What you will do — Collect each line in the items below that contains the string "positive". Case counts.

Record extracts —

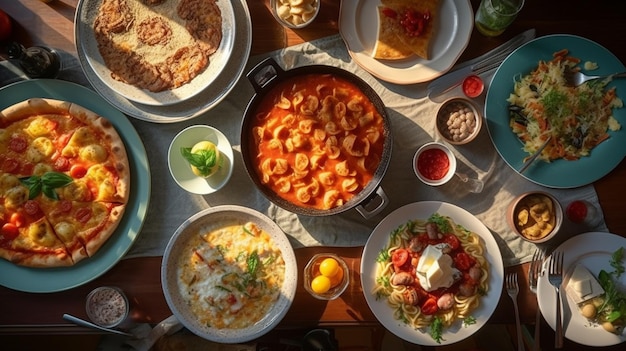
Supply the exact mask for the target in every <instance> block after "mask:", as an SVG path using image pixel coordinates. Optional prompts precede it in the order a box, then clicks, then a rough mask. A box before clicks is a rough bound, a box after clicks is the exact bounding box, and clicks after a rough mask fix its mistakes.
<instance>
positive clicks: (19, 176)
mask: <svg viewBox="0 0 626 351" xmlns="http://www.w3.org/2000/svg"><path fill="white" fill-rule="evenodd" d="M129 185H130V169H129V162H128V158H127V154H126V150H125V146H124V143H123V141H122V139H121V138H120V136H119V135H118V134H117V131H116V130H115V128H114V127H113V126H112V125H111V123H110V122H109V121H108V120H107V119H105V118H103V117H101V116H98V115H97V114H95V113H94V112H91V111H89V110H87V109H85V108H83V107H81V106H79V105H76V104H72V103H69V102H63V101H58V100H49V99H38V98H34V99H29V100H26V101H23V102H21V103H18V104H15V105H13V106H11V107H9V108H7V109H5V110H3V111H0V215H1V216H0V217H1V218H0V220H1V222H0V225H2V227H0V228H3V230H2V231H0V257H4V258H6V259H7V260H9V261H12V262H16V263H17V264H21V265H25V266H34V267H54V266H67V265H71V264H75V263H76V262H78V261H80V260H82V259H84V258H86V257H89V256H93V255H94V254H95V253H96V252H97V250H98V249H99V248H100V247H101V246H102V245H103V244H104V243H105V242H106V240H107V239H108V238H109V237H110V236H111V235H112V234H113V232H114V231H115V229H116V228H117V226H118V224H119V223H120V221H121V219H122V215H123V213H124V209H125V207H126V203H127V201H128V196H129Z"/></svg>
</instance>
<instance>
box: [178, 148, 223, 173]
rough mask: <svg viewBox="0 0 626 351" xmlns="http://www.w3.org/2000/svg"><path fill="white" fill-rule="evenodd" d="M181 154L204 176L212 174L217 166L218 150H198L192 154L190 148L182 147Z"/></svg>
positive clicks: (180, 150)
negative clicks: (217, 151)
mask: <svg viewBox="0 0 626 351" xmlns="http://www.w3.org/2000/svg"><path fill="white" fill-rule="evenodd" d="M180 153H181V154H182V155H183V157H184V158H185V159H186V160H187V161H188V162H189V163H190V164H191V165H192V166H194V167H196V168H197V169H198V171H199V172H200V174H202V175H203V176H208V175H209V174H211V170H212V169H213V168H214V167H215V166H216V164H217V152H216V150H198V151H196V152H191V148H190V147H181V148H180Z"/></svg>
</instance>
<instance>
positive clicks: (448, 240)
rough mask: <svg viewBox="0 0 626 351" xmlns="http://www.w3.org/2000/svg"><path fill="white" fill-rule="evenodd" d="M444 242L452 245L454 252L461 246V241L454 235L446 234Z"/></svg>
mask: <svg viewBox="0 0 626 351" xmlns="http://www.w3.org/2000/svg"><path fill="white" fill-rule="evenodd" d="M443 242H444V243H446V244H448V245H450V248H451V249H452V250H456V249H458V248H459V246H461V241H459V238H458V237H457V236H456V235H454V234H445V235H444V237H443Z"/></svg>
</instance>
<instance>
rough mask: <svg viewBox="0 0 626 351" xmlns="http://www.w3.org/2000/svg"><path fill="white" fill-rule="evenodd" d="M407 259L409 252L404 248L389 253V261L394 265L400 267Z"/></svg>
mask: <svg viewBox="0 0 626 351" xmlns="http://www.w3.org/2000/svg"><path fill="white" fill-rule="evenodd" d="M408 259H409V252H408V251H407V250H405V249H397V250H395V251H394V252H393V253H392V254H391V262H392V263H393V265H394V266H396V267H401V266H402V265H404V264H405V263H406V261H407V260H408Z"/></svg>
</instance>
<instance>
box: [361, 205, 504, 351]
mask: <svg viewBox="0 0 626 351" xmlns="http://www.w3.org/2000/svg"><path fill="white" fill-rule="evenodd" d="M435 212H436V213H439V214H441V215H444V216H449V217H450V218H452V219H453V220H454V221H455V222H456V223H457V224H460V225H462V226H463V227H465V228H466V229H468V230H471V231H473V232H475V233H476V234H478V235H479V236H480V237H481V238H482V239H483V243H484V245H485V255H486V259H487V261H488V262H489V264H490V267H489V291H488V292H487V294H486V295H485V296H483V297H481V299H480V306H479V307H478V308H477V309H476V310H475V311H474V312H472V316H473V317H474V318H476V323H475V324H472V325H468V326H463V325H462V321H460V320H459V321H457V322H455V323H454V324H453V325H452V326H450V328H447V329H445V330H444V332H443V340H442V341H441V344H438V343H437V342H436V341H435V340H434V339H433V338H432V337H431V336H430V334H429V333H428V330H424V331H421V330H415V329H413V328H411V327H410V326H408V325H406V324H404V323H403V322H401V321H399V320H397V319H395V318H394V317H393V315H392V311H391V308H389V306H388V305H387V303H386V302H385V301H384V300H376V297H375V296H374V295H373V294H371V293H369V292H371V291H373V290H374V288H375V285H376V258H377V256H378V254H379V253H380V250H381V249H382V248H383V247H385V246H386V245H387V244H388V241H389V235H390V233H391V232H392V231H393V230H395V229H396V228H398V226H399V225H401V224H404V223H406V222H407V221H409V220H415V219H418V218H423V219H426V218H428V217H430V216H431V215H432V214H433V213H435ZM503 276H504V265H503V263H502V255H501V254H500V249H499V248H498V244H497V243H496V241H495V239H494V237H493V235H492V234H491V232H490V231H489V229H487V227H485V225H484V224H483V223H482V222H481V221H480V220H479V219H478V218H476V217H474V216H473V215H472V214H471V213H469V212H467V211H466V210H464V209H462V208H460V207H457V206H455V205H452V204H449V203H445V202H439V201H423V202H415V203H412V204H408V205H405V206H403V207H400V208H399V209H397V210H395V211H393V212H392V213H390V214H389V215H388V216H387V217H385V218H384V219H383V220H382V221H381V222H380V223H379V224H378V225H377V226H376V228H374V231H373V232H372V234H371V235H370V237H369V239H368V241H367V243H366V244H365V248H364V250H363V256H362V258H361V284H362V285H363V293H364V295H365V300H366V301H367V304H368V305H369V307H370V309H371V310H372V312H373V313H374V315H375V316H376V318H377V319H378V320H379V321H380V323H381V324H382V325H383V326H384V327H385V328H387V330H389V331H391V332H392V333H394V334H395V335H397V336H398V337H400V338H402V339H404V340H406V341H409V342H412V343H414V344H419V345H425V346H441V345H449V344H453V343H455V342H459V341H461V340H464V339H465V338H468V337H470V336H471V335H472V334H474V333H475V332H477V331H478V330H480V328H481V327H482V326H483V325H484V324H485V323H487V321H488V320H489V317H491V314H492V313H493V311H494V310H495V309H496V306H497V305H498V301H500V294H501V293H502V281H503Z"/></svg>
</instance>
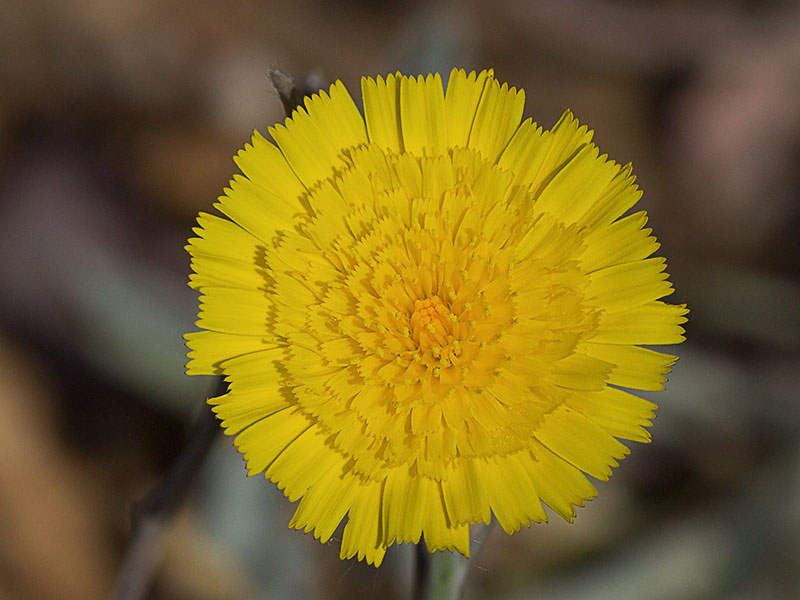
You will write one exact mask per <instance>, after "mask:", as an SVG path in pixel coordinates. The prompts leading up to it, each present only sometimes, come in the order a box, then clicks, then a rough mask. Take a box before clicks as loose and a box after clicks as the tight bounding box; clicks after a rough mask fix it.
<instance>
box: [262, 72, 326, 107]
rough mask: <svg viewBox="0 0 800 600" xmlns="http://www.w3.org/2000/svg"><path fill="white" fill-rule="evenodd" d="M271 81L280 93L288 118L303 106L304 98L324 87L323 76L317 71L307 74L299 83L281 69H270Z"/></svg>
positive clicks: (281, 98) (278, 96)
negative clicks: (283, 71) (303, 98)
mask: <svg viewBox="0 0 800 600" xmlns="http://www.w3.org/2000/svg"><path fill="white" fill-rule="evenodd" d="M269 79H270V81H271V82H272V85H273V86H274V87H275V91H276V92H278V97H279V98H280V99H281V104H283V110H284V111H285V112H286V116H287V117H289V116H291V115H292V111H294V109H295V108H297V107H298V106H300V105H302V104H303V98H305V97H306V96H310V95H311V94H313V93H314V92H316V91H318V90H319V89H320V88H321V87H322V86H323V80H322V76H321V75H320V73H319V72H317V71H311V72H310V73H307V74H306V75H305V76H304V77H303V78H302V79H301V80H300V82H299V83H297V82H295V80H294V79H293V78H292V77H291V76H290V75H287V74H286V73H284V72H283V71H281V70H280V69H274V68H273V69H270V70H269Z"/></svg>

Completed task —
positive clicks: (19, 176)
positive clicks: (180, 150)
positive clicks: (448, 240)
positive clicks: (281, 98) (278, 96)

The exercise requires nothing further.